◆ Exercise data ◆
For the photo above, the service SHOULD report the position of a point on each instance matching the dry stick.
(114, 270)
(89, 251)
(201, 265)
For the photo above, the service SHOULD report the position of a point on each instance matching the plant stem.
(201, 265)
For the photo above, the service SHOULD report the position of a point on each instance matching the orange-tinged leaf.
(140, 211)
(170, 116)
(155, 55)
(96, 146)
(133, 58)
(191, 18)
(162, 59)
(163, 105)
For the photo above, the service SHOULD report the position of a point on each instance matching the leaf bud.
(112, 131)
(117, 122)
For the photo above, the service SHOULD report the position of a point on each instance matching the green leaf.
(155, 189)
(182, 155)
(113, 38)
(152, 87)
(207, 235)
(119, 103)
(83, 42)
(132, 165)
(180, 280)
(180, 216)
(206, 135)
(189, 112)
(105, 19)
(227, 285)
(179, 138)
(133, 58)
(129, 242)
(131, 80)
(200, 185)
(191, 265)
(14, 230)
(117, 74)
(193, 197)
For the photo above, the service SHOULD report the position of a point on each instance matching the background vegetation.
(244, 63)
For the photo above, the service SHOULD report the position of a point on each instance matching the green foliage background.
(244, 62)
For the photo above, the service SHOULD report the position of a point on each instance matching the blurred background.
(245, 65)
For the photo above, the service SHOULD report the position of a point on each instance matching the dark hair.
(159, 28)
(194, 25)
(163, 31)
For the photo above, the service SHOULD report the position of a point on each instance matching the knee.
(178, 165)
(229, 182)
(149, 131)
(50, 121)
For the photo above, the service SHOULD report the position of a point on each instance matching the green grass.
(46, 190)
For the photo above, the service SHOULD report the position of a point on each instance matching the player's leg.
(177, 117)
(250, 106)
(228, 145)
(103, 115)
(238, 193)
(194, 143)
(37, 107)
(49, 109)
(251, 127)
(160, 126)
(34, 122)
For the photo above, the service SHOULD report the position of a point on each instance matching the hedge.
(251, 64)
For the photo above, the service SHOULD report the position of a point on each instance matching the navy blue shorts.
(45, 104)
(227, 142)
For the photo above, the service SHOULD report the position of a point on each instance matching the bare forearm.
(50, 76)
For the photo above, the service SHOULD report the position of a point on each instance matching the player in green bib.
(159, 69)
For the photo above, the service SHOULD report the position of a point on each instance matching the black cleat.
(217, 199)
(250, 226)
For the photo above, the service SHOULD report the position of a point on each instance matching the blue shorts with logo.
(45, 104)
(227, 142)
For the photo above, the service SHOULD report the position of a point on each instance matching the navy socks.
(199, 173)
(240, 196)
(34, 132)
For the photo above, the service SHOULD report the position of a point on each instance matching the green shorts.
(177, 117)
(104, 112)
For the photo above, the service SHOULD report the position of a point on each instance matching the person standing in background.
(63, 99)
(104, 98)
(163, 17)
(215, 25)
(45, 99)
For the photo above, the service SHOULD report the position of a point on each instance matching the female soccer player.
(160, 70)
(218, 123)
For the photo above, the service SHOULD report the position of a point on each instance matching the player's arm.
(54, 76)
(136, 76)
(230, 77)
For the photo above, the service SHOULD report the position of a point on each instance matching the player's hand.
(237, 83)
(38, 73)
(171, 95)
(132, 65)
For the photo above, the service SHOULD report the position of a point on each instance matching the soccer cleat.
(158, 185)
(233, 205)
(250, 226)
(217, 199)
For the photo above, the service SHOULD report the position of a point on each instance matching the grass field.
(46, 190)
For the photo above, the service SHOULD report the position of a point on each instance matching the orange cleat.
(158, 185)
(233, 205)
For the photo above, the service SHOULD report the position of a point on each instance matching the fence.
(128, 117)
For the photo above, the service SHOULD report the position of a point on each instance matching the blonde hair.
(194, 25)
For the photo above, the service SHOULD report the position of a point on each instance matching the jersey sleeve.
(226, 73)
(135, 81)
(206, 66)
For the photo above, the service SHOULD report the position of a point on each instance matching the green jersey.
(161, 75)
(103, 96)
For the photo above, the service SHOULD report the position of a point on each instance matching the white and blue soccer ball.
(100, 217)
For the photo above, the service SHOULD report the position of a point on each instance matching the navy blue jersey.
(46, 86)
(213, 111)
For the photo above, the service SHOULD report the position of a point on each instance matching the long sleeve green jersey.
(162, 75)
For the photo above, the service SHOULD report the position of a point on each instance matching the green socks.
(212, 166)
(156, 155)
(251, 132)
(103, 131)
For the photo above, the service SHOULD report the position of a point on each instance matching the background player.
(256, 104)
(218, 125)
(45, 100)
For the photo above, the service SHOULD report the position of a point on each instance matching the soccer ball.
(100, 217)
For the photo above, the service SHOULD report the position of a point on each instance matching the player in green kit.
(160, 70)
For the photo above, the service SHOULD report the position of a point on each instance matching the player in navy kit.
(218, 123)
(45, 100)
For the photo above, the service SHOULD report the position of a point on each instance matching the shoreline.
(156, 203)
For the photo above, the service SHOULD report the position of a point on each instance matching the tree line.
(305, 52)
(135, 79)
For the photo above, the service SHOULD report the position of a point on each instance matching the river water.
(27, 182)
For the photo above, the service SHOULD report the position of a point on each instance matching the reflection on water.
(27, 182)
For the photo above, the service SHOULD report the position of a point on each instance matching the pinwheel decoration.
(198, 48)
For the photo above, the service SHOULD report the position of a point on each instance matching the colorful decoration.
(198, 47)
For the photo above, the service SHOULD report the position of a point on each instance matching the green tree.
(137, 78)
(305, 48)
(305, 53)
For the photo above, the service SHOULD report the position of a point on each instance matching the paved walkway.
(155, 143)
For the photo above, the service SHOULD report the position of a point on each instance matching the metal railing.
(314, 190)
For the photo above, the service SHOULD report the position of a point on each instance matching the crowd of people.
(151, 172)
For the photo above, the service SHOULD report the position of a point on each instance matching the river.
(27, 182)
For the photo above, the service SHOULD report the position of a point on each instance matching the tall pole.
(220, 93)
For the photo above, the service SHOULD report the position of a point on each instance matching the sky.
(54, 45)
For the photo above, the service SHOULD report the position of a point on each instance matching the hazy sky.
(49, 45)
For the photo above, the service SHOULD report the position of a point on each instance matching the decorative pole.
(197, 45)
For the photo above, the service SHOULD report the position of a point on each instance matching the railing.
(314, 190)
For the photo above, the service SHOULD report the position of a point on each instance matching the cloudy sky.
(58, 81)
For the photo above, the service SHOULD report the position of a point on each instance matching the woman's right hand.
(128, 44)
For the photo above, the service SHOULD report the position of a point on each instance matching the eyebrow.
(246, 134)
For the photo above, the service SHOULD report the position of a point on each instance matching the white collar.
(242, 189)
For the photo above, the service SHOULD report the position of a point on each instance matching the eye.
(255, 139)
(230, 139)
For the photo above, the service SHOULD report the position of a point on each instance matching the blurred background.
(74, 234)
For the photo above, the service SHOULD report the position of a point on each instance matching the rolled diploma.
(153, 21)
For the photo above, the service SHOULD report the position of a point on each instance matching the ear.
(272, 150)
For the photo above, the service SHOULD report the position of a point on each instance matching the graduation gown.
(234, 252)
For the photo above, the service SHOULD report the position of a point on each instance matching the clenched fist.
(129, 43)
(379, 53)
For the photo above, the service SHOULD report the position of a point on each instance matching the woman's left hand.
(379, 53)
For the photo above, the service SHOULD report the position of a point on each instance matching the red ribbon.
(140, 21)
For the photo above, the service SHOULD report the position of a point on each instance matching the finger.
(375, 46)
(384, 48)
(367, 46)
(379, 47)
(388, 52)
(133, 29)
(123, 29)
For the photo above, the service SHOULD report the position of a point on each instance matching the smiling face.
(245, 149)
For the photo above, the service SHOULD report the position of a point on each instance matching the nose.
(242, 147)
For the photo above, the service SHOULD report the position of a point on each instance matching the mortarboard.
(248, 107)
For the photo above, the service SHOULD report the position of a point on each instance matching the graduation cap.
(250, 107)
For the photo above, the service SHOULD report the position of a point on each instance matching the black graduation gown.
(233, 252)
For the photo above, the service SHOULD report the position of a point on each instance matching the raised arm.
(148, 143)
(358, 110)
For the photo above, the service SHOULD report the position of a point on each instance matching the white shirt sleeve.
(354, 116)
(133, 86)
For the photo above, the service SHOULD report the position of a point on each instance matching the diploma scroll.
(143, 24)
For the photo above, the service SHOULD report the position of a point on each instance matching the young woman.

◆ Aim ◆
Your answer should consist only of the lines from the one with "matching the finger." through the end of the data above, reproduced exactly.

◆ Full solution ◆
For the photo above, the service SHOULD report the position of a point on each instance matching the finger.
(375, 46)
(384, 48)
(367, 46)
(379, 47)
(388, 52)
(133, 29)
(123, 29)
For the photo above, the service SHOULD report the position of a point on each instance matching the smiling face.
(245, 149)
For the photo above, the service SHOULD report the position of a point on each instance matching the nose.
(242, 147)
For the photo above, the service SHOULD report the position of a point on each instance matching the mortarboard.
(248, 107)
For the photo above, the service SHOULD report the position of a point on each instance matching the graduation cap.
(250, 107)
For the photo above, the service SHOULD report the position of a point on each instance matching the black graduation gown.
(233, 252)
For the photo above, the service SHOULD report the position of a point on each instance matching the raised arm.
(148, 143)
(358, 110)
For the photo above, the service SHOULD report the position of a point on each instance matching the white shirt sleeve.
(354, 116)
(133, 86)
For the photo above, the service SHOULD report the position of a point on each instance matching the diploma scroll.
(143, 24)
For the photo above, the service SHOULD report the position of a point on each instance matching the young woman.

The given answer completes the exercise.